Could you output the data below as a JSON list of strings, one string per line and no blank lines, starting at the line that contains "Which on-screen element corresponds to the rv front" and ending after the line that contains "[178,213,219,243]"?
── Input rows ──
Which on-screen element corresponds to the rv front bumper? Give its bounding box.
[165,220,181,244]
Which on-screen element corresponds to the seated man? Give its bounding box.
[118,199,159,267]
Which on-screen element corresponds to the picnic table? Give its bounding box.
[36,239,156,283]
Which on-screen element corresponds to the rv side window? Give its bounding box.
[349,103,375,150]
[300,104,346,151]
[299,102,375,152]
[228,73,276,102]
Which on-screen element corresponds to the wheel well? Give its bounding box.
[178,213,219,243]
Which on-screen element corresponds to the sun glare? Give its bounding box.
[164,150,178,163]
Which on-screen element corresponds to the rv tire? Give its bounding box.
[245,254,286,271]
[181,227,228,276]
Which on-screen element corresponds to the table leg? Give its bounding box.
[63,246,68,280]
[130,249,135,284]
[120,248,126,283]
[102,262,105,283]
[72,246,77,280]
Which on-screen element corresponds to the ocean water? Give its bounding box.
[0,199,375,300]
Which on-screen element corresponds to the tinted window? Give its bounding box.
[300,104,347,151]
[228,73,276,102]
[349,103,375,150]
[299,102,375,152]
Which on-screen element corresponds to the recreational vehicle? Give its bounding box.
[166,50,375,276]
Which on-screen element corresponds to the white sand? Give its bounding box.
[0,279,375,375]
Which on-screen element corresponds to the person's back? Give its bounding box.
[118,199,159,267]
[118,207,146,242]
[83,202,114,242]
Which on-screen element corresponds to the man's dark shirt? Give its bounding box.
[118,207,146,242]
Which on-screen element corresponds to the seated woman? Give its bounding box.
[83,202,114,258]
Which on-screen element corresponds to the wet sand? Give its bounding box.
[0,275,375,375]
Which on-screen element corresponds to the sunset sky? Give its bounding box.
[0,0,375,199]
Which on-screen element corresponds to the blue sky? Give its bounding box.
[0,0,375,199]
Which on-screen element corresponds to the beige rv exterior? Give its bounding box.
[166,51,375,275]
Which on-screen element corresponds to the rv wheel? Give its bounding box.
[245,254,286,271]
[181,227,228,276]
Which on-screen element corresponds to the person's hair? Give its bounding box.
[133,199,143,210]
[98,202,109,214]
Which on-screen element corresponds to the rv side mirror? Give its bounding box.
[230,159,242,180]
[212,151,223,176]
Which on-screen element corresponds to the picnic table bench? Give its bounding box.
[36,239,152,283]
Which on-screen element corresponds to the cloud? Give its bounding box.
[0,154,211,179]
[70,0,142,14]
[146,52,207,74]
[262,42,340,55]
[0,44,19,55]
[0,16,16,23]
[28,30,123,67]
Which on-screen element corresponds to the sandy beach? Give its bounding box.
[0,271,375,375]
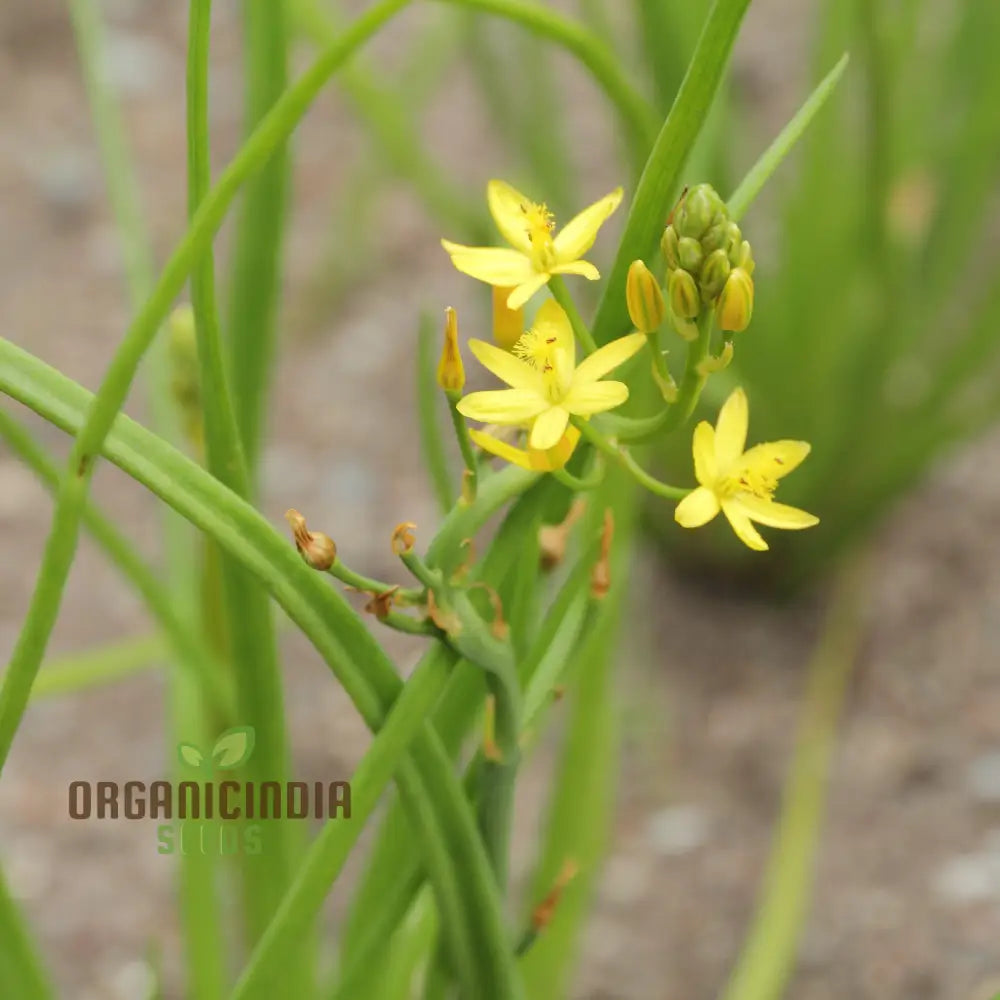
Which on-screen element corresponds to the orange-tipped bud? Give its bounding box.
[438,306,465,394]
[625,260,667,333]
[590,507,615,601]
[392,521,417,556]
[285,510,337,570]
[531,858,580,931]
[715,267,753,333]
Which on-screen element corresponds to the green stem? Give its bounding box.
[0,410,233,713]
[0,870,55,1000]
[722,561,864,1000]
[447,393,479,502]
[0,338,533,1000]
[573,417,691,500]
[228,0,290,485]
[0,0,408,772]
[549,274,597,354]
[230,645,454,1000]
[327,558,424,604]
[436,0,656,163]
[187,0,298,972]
───
── Input rows ──
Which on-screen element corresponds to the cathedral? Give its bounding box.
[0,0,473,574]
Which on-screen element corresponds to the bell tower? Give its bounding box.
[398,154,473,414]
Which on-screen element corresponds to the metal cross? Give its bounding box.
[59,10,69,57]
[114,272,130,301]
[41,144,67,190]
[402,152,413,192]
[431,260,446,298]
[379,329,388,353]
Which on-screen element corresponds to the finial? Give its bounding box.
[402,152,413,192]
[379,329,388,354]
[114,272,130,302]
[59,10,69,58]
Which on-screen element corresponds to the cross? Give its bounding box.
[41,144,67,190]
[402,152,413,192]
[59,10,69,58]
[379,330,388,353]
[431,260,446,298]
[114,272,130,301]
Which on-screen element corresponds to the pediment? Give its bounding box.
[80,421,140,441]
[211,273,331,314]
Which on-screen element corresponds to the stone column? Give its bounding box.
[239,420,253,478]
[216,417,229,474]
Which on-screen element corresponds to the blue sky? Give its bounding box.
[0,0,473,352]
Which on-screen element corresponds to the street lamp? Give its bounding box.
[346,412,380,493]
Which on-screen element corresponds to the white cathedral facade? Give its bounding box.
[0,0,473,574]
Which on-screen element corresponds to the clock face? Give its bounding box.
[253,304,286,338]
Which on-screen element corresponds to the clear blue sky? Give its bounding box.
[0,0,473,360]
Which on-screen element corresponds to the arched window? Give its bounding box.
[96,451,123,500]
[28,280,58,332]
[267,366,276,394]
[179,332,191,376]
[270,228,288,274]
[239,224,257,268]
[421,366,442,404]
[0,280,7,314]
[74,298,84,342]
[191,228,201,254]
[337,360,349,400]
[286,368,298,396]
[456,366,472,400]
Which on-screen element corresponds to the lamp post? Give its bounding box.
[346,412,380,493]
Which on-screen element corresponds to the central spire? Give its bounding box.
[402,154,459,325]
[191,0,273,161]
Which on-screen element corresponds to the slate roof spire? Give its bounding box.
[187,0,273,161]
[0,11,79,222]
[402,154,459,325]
───
| Completed task |
[
  "Which on-screen element corresponds to the rv front bumper? Give its bounding box.",
  "[165,220,181,244]",
  "Which on-screen element corresponds to the seated man? Give its bounding box.",
  "[118,199,159,267]",
  "Which on-screen element corresponds to the picnic table? Give its bounding box.",
  "[36,239,156,283]",
  "Which on-screen element corresponds to the rv side window? Give its bounding box.",
  "[349,103,375,150]",
  "[300,104,346,151]",
  "[299,102,375,152]",
  "[228,73,276,102]",
  "Which on-screen element corresponds to the wheel well? Give its bounding box.",
  "[178,213,219,243]"
]